- [TASK DESCRIPTION]:
From the line containing "of the calm" through the end of the items, reproduce every line, including the wording of each item, and add 92 to each coordinate value in the answers.

[start of INPUT FOR THIS TASK]

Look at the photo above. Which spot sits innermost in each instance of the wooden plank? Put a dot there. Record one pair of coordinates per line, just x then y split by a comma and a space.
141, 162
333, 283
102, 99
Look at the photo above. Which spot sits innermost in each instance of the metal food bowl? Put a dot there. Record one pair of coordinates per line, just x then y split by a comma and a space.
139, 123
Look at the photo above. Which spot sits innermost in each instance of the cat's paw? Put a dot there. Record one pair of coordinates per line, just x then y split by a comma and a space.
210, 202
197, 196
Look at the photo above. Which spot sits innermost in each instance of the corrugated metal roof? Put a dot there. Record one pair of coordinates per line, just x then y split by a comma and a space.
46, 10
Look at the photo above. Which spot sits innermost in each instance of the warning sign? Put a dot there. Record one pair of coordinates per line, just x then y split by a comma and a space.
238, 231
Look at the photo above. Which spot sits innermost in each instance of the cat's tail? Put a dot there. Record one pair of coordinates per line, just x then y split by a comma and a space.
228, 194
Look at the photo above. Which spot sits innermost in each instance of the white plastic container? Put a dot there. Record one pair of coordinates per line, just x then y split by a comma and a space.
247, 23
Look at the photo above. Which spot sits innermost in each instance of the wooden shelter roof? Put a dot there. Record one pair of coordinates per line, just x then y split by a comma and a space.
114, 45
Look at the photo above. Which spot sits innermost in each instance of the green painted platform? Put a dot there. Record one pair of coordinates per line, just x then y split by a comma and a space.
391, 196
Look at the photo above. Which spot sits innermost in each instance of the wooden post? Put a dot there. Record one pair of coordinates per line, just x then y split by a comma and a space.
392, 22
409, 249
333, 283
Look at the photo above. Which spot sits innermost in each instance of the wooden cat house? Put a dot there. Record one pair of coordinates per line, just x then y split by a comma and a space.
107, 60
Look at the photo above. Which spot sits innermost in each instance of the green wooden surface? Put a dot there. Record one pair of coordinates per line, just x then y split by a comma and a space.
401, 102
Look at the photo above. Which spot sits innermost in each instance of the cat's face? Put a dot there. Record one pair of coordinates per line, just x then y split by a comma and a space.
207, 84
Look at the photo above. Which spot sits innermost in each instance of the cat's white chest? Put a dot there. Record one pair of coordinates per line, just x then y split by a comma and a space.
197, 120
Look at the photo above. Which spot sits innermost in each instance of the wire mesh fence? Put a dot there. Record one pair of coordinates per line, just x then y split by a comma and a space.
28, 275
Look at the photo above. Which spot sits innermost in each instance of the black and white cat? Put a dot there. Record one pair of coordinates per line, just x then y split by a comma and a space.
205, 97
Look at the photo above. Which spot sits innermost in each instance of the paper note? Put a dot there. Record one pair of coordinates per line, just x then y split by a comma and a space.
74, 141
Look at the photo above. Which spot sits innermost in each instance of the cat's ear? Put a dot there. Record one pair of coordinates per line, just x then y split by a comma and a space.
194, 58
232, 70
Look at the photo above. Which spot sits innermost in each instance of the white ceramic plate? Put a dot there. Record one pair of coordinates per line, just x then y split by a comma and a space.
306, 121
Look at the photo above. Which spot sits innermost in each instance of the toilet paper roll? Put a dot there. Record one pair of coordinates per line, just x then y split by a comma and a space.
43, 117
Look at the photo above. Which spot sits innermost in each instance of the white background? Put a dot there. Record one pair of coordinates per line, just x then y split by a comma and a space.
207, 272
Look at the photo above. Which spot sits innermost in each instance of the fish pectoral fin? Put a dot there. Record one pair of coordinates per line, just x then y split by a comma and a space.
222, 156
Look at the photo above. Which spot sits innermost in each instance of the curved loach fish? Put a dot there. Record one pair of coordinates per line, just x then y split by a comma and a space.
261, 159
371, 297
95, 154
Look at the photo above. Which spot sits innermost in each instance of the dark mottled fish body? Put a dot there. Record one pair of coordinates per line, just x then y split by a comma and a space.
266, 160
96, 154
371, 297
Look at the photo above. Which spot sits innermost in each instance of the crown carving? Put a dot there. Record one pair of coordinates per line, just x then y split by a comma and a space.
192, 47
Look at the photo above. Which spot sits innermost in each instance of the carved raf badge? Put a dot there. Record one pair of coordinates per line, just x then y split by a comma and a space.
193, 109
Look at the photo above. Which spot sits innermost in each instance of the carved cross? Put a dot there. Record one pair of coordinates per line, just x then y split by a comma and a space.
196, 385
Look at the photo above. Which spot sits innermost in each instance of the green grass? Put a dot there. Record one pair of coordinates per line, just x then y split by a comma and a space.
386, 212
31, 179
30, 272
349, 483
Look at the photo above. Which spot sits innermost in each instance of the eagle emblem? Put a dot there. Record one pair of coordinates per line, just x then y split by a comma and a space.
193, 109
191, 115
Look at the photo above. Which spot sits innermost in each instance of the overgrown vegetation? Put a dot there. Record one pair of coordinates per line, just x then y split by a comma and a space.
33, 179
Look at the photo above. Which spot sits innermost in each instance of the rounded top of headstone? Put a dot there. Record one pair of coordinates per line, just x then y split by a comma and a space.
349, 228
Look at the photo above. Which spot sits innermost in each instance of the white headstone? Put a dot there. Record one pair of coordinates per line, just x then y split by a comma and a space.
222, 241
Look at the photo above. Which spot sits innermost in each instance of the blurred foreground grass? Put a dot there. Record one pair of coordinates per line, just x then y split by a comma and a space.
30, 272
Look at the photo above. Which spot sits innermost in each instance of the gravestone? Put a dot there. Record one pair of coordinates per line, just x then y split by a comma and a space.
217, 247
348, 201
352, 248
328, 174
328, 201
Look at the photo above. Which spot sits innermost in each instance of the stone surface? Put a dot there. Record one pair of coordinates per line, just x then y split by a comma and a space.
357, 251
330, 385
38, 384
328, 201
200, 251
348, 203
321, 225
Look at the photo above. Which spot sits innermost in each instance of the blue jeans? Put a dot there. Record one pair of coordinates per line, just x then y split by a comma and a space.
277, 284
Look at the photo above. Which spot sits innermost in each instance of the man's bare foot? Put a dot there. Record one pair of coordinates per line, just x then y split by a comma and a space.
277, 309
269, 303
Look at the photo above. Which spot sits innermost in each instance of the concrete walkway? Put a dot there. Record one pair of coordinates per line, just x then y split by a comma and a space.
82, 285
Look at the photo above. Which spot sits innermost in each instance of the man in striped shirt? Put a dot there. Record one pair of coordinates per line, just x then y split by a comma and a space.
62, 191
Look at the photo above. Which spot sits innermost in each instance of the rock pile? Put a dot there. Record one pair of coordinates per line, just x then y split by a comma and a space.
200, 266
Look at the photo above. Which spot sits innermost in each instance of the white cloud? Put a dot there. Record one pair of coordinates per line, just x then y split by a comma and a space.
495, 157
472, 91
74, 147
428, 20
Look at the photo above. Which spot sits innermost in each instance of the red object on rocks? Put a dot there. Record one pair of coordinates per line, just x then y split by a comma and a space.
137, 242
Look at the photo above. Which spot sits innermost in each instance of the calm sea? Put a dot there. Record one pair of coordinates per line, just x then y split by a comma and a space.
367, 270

[end of INPUT FOR THIS TASK]

- [SOLUTION]:
Look at the photo above. Which spot sits innermost in each instance of the calm sea? Put a dot there. Record one pair of coordinates per line, just x then y split by a comma and a space.
459, 362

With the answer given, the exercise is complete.